**PROBLEMA BREVE 1**:
Cita literalmente las filas que aparecen más abajo, desde la primera hasta la línea que contiene "column 506, row 73", ambas incluidas.

Ayer el Congreso, a través de la Comisión Permanente, formalizó la Declaratoria de la Reforma Constitucional de la Ciudad de México.

Ese acto simboliza la trascendencia del pacto federal en la vida política del país, al tiempo que hace visible una deficiencia que ese arreglo sufrió en el caso mexicano: Conforme lo dispone la Carta Magna, para emitir una Declaratoria no basta que las propuestas de reforma sean aprobadas por dos terceras partes de los legisladores federales presentes. Es necesario, también, que sean validadas por “la mayoría de las legislaturas de los estados”. La capital no participa en la decisión, pues no goza de esa atribución. Ni siquiera lo hizo en el caso de una reforma que le afecta en forma sustancial, como lo es está que sepultará al Distrito Federal para ver nacer a la Ciudad de México.

Esa evidente inconsistencia esquematiza un desafío que nuestro federalismo ha acarreado por años: la exclusión del Distrito Federal. Que la ciudad sea asiento de los Poderes de la Unión ha implicado, para más de ocho millones de capitalinos, derechos diferentes que los que se pueden ejercer en otras partes del país. A diferencia de lo que ocurre en los 31 estados, quienes vivimos en el DF no organizamos nuestra convivencia política a partir de una Constitución redactada localmente, lo hacemos en función de un Estatuto de Gobierno aprobado a nivel federal. De hecho, hasta fines de los años noventa, no elegíamos al jefe de Gobierno.

Contrario a lo que pasaba en el DF, la legislatura de la Ciudad de México podrá modificar su propia Constitución. Además, los capitalinos podremos decidir en cuántas demarcaciones territoriales (delegaciones) dividir el territorio, así como la organización administrativa y facultades de las alcaldías que les gobernarán. La existencia de concejales electos a partir de principios de mayoría y proporcionalidad, imprimirá pluralidad a las decisiones adoptadas en cada demarcación. Será ahora el jefe de Gobierno quien designe y remueva al mando de la fuerza pública de la ciudad, aunque el Presidente mantiene su atribución de removerlo por causas graves.

**MATERIAL PROPORCIONADO**:

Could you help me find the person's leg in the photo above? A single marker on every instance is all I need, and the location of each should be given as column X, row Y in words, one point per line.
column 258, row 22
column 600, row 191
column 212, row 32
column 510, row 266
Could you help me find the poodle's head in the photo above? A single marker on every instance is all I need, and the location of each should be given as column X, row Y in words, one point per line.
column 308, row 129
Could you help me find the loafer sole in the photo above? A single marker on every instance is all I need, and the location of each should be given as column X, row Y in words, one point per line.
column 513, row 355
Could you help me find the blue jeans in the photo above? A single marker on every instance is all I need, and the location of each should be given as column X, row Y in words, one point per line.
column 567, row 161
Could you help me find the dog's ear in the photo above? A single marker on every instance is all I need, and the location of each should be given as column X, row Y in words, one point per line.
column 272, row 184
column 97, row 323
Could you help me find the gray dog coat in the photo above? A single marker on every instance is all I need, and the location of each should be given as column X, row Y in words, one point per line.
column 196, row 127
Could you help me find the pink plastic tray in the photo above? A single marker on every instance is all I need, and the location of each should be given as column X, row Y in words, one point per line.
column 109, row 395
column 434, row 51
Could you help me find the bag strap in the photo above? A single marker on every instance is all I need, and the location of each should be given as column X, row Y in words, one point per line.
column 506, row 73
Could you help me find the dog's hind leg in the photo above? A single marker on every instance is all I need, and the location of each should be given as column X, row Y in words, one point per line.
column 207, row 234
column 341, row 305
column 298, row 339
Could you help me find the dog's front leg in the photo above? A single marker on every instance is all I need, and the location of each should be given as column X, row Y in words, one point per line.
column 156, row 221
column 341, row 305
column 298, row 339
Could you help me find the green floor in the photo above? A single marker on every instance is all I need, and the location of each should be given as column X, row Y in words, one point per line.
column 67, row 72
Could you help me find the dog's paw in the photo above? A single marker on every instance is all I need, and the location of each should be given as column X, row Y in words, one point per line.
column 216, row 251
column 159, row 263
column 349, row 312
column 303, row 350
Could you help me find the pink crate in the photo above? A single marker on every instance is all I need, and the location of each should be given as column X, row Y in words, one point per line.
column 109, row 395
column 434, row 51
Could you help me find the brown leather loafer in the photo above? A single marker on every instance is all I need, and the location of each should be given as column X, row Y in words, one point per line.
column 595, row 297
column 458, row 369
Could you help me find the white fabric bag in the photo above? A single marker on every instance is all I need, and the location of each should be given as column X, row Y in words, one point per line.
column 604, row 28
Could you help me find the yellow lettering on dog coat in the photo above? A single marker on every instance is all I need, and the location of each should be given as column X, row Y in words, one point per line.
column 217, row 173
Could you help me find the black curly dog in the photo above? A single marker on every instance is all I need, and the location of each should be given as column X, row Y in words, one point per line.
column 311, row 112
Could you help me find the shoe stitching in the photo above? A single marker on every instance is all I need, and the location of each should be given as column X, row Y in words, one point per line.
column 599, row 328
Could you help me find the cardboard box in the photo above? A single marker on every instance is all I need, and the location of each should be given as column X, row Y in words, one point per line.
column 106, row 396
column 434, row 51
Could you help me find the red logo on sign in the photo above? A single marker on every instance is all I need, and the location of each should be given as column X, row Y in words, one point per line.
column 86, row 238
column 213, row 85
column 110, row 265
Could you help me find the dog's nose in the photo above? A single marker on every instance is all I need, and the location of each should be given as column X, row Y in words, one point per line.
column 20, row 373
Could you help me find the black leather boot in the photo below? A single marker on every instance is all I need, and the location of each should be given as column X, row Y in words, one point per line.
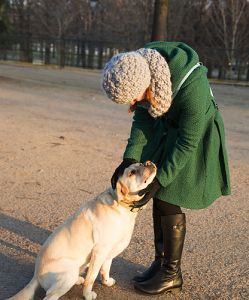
column 158, row 242
column 169, row 276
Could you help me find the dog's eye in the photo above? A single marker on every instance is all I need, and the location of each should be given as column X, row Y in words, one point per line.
column 132, row 172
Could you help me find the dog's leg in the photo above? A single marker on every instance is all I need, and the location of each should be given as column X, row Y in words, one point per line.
column 80, row 280
column 96, row 261
column 105, row 273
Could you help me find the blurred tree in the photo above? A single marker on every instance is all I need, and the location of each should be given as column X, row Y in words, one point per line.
column 227, row 28
column 159, row 30
column 4, row 21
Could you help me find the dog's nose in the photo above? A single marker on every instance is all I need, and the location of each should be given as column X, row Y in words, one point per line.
column 147, row 163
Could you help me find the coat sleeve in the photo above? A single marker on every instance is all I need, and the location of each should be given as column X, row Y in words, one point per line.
column 191, row 126
column 141, row 133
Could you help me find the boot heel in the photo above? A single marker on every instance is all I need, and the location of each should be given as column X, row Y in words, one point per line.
column 176, row 290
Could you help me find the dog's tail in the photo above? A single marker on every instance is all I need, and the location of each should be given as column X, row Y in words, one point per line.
column 28, row 292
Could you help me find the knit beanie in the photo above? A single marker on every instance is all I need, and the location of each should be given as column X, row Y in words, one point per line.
column 129, row 74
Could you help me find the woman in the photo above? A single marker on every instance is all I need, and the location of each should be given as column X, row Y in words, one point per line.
column 178, row 126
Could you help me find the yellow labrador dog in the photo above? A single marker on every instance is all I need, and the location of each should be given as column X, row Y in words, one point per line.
column 99, row 231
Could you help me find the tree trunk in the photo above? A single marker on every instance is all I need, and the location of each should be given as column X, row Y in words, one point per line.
column 47, row 53
column 159, row 30
column 100, row 57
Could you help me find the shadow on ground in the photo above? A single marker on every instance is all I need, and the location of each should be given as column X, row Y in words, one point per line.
column 18, row 272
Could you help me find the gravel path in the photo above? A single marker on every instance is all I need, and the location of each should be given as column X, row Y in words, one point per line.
column 61, row 139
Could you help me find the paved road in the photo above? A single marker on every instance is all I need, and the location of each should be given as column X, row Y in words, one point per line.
column 60, row 140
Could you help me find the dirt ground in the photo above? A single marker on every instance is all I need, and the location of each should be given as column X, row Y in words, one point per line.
column 61, row 139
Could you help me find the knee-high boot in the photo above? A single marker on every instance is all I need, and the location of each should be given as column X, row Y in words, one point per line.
column 169, row 276
column 158, row 242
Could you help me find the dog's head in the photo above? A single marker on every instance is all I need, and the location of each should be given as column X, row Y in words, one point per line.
column 135, row 178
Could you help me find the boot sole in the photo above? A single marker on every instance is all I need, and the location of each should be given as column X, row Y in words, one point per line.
column 173, row 291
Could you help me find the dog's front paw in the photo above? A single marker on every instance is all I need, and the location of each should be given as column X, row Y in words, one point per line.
column 109, row 282
column 91, row 295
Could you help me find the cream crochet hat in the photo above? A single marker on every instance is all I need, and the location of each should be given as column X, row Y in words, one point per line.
column 129, row 74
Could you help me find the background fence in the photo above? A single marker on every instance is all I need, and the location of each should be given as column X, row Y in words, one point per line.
column 94, row 55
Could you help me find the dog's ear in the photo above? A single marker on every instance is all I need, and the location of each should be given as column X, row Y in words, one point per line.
column 121, row 190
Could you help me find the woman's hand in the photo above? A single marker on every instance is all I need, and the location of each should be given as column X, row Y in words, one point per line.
column 120, row 170
column 149, row 192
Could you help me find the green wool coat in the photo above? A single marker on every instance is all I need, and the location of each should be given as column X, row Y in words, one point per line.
column 188, row 142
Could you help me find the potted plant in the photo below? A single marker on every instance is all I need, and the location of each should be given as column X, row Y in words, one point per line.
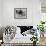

**PROBLEMA BREVE 2**:
Prosigue el texto sobre la reforma constitucional de la Ciudad de México a partir de su última oración.

**RESPUESTA ESCRITA 1**:
Could you help me find the person's leg in the photo above? A single marker on every instance is all I need, and the location of each should be given as column X, row Y in words, one point per line.
column 258, row 22
column 600, row 191
column 212, row 32
column 510, row 266
Could you help me find the poodle's head in the photo above? A single marker on every instance is all I need, and the location of each should be given as column X, row Y in words, one point per line.
column 308, row 129
Could you help me find the loafer sole in the photo above? A single marker on every instance is all I need, and the location of each should be given as column X, row Y in words, one point per line.
column 513, row 355
Could you help me find the blue jeans in the photo above? A single marker on every instance is all I need, and the location of each should be given as column X, row Y in words, one point per line.
column 567, row 161
Could you help me find the dog's ear in the photo above? A single marker on every instance is all I need, and the location of each should be given as column X, row Y in words, one point per line.
column 272, row 184
column 97, row 323
Could you help me find the gray dog coat in the photo above? A single marker on every instance is all I need, and the location of each should be given as column X, row Y in words, one point per line.
column 196, row 127
Could you help me find the pink plastic tray in the photo above? A single marker on every instance is all I need, and the location of each should be given as column X, row Y in words, one point per line.
column 109, row 395
column 434, row 51
Could you help me find the bag strap in the photo above? A single marker on every instance is all I need, and the location of each should be given as column X, row Y in words, one point per line.
column 506, row 73

**RESPUESTA ESCRITA 2**:
Pero a decir verdad, la reforma a la Constitución del país dice poco sobre cómo se organizará la Ciudad de México. Las definiciones fundamentales serán objeto de una Constitución local que deberá ser redactada por una Asamblea Constituyente integrada para tal propósito. El reto no es menor, si se considera que la nueva Constitución deberá reflejar los valores de una Ciudad que ha sido referente por su carácter progresista, su pluralidad política y su reconocimiento a la diversidad social y cultural.

De ahí la importancia que tiene la integración de la Asamblea Constituyente que redactará la nueva norma suprema. Sorprende que 34% de los integrantes sean designados por los poderes federales (40).

En cuanto a los 60 constituyentes electos, llama la atención que no se hayan incorporado explícitamente las reglas de paridad previstas en el artículo 41 constitucional y que operan en los procesos electorales del DF; y que el registro de independientes privilegie la velocidad en la obtención de firmas por encima de su cantidad.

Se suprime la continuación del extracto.